• [The task] Write out the material below again, line for line, without any images.
[Opening Provided records section]
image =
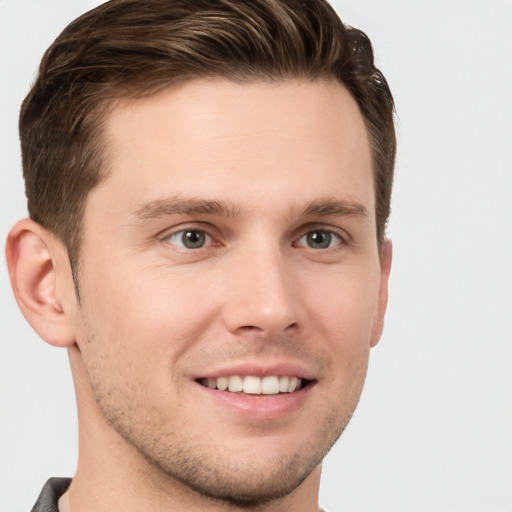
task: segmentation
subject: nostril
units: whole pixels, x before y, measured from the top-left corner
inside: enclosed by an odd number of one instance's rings
[[[289,331],[291,329],[296,329],[298,327],[297,325],[297,322],[293,322],[292,324],[290,324],[288,327],[286,327],[286,331]]]
[[[291,330],[295,330],[297,328],[298,328],[297,322],[293,322],[293,323],[289,324],[288,326],[286,326],[284,328],[284,331],[291,331]],[[257,325],[242,325],[238,328],[238,331],[244,332],[246,334],[261,334],[261,333],[265,333],[267,330],[264,329],[263,327],[258,327]]]

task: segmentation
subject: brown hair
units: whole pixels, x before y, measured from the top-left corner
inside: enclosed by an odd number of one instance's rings
[[[63,241],[74,273],[87,194],[106,173],[101,124],[111,101],[208,76],[341,82],[368,130],[382,242],[396,150],[393,99],[363,32],[324,0],[111,0],[48,48],[20,115],[30,217]]]

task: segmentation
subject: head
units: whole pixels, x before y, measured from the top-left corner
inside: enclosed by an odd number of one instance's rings
[[[392,111],[321,0],[114,0],[57,38],[8,259],[95,467],[246,505],[311,481],[381,334]]]
[[[342,84],[368,131],[382,244],[396,149],[393,100],[363,32],[322,0],[113,0],[50,46],[20,114],[29,215],[65,244],[75,271],[87,196],[108,174],[102,126],[109,108],[205,77]]]

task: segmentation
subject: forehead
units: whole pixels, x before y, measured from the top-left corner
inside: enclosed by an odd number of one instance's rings
[[[340,195],[374,211],[364,121],[337,82],[186,82],[119,101],[104,133],[110,172],[92,202],[140,209],[190,195],[277,208]]]

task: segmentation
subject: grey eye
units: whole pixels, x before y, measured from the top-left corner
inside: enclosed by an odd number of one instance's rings
[[[297,245],[299,247],[309,247],[310,249],[329,249],[330,247],[340,245],[340,243],[341,238],[336,233],[315,229],[302,236]]]
[[[186,249],[200,249],[211,243],[211,238],[204,231],[198,229],[183,229],[170,235],[167,241]]]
[Closing Provided records section]
• [Solution to this task]
image =
task: segmentation
subject: nostril
units: whole pixels, x before y, measured from the top-left corner
inside: enclosed by an odd number of one instance's rings
[[[289,331],[291,329],[296,329],[298,327],[297,325],[297,322],[293,322],[292,324],[290,324],[288,327],[286,327],[286,331]]]
[[[291,330],[295,330],[297,328],[298,328],[297,322],[293,322],[293,323],[289,324],[288,326],[286,326],[284,328],[284,331],[291,331]],[[257,325],[242,325],[238,328],[238,331],[244,332],[246,334],[261,334],[261,333],[265,333],[267,330],[264,329],[263,327],[258,327]]]

task: segmentation
subject: brown hair
units: whole pixels, x before y, measured from the top-left corner
inside: enclosed by an odd number of one instance's rings
[[[63,241],[74,273],[87,194],[106,173],[101,124],[111,101],[208,76],[341,82],[368,130],[382,242],[396,150],[393,99],[363,32],[324,0],[111,0],[48,48],[20,115],[30,217]]]

task: segmentation
subject: head
units: whole pixels, x before y, measured from the top-left corner
inside: enclosed by an odd number of one instance's rings
[[[392,111],[321,0],[114,0],[57,38],[8,259],[95,467],[246,505],[311,481],[381,334]]]
[[[342,84],[368,131],[382,244],[396,149],[393,100],[363,32],[322,0],[113,0],[50,46],[20,114],[29,215],[65,244],[75,271],[87,196],[108,174],[102,126],[109,108],[205,77]]]

task: segmentation
subject: forehead
units: whole pixels, x before y, measured from the top-left corner
inside: enclosed by an odd number of one instance's rings
[[[340,195],[374,211],[364,121],[337,82],[186,82],[119,101],[104,133],[110,172],[92,202],[140,209],[190,195],[277,208]]]

task: segmentation
subject: grey eye
units: whole pixels, x before y, measured from the top-left corner
inside: enclosed by an odd number of one instance's rings
[[[297,245],[299,247],[309,247],[310,249],[329,249],[330,247],[340,245],[340,243],[341,238],[336,233],[315,229],[302,236]]]
[[[186,249],[200,249],[211,243],[211,238],[204,231],[198,229],[183,229],[170,235],[167,241]]]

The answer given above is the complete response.